[Begin Extract to read]

Search code examples
cbufferstdio

How to buffer data read from a large file without newlines


I am reading from a file with several thousand floats written in plain text in it, in sections that are separated by newlines. The floats themselves are separated by whitespace, and occasionally a semi-colon (to separate every group of 3). A newline character doesn't appear until at the very end, an unknown (but probably tens of thousands) of characters later.

The language I'm using is C

3Dmodel.txt
-----

Obj1 Vertice count=5842;
{
0.499507 -0.003674 0.699311; 0.454010 -0.075165 ... -0.022236 \n (newline)
}

My question is, what is the best way to extract the strings from the file and into memory?

I cannot use fgets() it seems, because the newline is so far out, and because it may end reading in the middle of a float, leaving it incomplete. Reading the entire file into memory seems needlessly expensive, though it wouldn't be terrible if it were the only way, as each file is only 2MB to 10MB large.


Solution

  • it may end reading in the middle of a float ...

    Thats not a problem for fgets, if a float is cutted, fseek to the begin of such float and continue reading from there, example:

    /* data */

    1.23 2.12 3.24 98.88 78.243 3.34 3.4 23.5 54.5
    7.8 9.0
    

    #include <stdio.h>
    #include <stdlib.h>
    #include <string.h>
    
    int main(void)

[End Extract to read]
[Begin Entries]

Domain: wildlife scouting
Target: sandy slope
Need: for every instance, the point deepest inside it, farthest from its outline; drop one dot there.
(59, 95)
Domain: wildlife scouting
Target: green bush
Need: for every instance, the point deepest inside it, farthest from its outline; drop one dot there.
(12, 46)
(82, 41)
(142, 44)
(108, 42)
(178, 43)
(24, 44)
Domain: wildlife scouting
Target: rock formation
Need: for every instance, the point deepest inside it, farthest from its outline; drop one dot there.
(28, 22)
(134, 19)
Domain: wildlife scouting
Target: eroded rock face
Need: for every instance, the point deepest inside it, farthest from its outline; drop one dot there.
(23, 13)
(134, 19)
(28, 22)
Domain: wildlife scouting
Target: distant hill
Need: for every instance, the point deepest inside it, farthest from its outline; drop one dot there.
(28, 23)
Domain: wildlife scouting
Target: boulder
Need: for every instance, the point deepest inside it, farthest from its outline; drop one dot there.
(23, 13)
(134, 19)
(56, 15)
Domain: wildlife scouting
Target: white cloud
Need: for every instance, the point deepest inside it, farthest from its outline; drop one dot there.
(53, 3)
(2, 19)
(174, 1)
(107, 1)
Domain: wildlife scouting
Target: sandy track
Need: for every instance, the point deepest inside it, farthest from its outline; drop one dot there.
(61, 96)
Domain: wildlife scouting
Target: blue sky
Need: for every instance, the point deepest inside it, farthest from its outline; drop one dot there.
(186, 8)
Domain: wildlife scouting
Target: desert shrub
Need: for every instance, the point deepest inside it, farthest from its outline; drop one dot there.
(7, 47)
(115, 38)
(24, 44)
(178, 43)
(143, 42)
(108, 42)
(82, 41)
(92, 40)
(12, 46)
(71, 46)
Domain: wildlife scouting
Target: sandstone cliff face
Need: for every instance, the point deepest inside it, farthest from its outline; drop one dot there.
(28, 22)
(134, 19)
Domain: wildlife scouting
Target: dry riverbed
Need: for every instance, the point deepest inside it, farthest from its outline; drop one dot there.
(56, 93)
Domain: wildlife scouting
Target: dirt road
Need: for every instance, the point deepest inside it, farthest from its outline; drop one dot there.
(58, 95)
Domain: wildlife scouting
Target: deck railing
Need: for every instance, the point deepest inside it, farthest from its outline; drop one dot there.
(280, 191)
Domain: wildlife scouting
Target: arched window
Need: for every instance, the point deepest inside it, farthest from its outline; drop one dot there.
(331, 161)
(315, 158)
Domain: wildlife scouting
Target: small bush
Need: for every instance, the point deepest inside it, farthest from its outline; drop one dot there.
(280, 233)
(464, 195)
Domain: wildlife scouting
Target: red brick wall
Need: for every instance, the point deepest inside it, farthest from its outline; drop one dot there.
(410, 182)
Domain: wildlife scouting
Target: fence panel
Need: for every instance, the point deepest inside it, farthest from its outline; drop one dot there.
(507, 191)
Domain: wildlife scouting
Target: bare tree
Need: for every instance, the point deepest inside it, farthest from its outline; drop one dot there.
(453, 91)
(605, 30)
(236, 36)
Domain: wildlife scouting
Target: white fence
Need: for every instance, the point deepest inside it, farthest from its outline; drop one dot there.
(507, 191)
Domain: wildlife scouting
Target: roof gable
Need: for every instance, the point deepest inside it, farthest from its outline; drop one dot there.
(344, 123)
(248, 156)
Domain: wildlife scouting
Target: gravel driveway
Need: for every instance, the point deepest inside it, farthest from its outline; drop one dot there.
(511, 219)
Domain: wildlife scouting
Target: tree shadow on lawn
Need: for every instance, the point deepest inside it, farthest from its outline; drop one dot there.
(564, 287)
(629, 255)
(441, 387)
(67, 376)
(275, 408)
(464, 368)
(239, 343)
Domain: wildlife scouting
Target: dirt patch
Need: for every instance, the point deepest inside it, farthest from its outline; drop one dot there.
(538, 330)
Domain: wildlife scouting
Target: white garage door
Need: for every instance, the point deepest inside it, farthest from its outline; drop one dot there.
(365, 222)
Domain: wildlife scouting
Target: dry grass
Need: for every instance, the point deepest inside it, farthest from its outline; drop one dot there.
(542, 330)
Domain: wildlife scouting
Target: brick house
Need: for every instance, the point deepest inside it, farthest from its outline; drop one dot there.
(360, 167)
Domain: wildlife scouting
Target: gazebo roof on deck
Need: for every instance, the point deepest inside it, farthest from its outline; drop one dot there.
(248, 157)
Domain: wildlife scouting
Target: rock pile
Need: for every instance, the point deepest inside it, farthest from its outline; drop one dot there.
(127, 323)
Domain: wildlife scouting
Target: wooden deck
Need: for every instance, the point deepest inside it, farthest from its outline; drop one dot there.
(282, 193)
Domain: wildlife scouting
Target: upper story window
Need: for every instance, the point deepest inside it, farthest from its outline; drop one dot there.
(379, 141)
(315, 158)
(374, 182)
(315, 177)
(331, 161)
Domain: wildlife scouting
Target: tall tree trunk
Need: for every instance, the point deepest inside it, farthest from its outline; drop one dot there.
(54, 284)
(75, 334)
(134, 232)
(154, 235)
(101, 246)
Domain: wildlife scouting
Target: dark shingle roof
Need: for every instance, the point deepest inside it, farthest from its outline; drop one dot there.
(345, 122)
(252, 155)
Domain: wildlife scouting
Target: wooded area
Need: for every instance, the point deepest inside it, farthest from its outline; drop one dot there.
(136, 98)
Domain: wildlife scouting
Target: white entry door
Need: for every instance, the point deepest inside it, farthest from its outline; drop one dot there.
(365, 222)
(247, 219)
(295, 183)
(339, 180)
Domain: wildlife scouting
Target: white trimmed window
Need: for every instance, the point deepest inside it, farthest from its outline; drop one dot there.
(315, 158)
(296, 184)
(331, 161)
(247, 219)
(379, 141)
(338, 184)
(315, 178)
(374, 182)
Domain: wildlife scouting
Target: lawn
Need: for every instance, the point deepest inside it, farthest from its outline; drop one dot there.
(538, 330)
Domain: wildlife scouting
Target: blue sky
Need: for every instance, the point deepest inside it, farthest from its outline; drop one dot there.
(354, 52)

[End Entries]

Things to do:
1 – List every header file that the code in the forum thread includes.
2 – Resume the forum thread on reading floats in C, starting right after its last line.
This material has no connection to the forum thread.

Set of answers:
1 – stdio.h, stdlib.h, string.h

2 –
    {
        char s[16], *p, *q;
        double d;
        FILE *f;
    
        f = fopen("data", "r");
        if (f == NULL) {
            perror("fopen");
            exit(EXIT_FAILURE);
        }
        while ((p = fgets(s, sizeof s, f)) != NULL) {
            while (1) {
                d = strtod(p, &q);
                if (p == q) break;
                if (*q == '\0') {
                    /* cutted, must adjust */
                    printf("Cutted at <%s>, adjusting ...\n", p);
                    fseek(f, -strlen(p), SEEK_CUR);
                    break;
                }
                printf("%f\n", d);
                p = q;
            }
        }
        fclose(f);
        return 0;
    }
    

    Output:

    1.230000
    2.120000
    3.240000
    98.880000
    78.243000
    Cutted at < 3.>, adjusting ...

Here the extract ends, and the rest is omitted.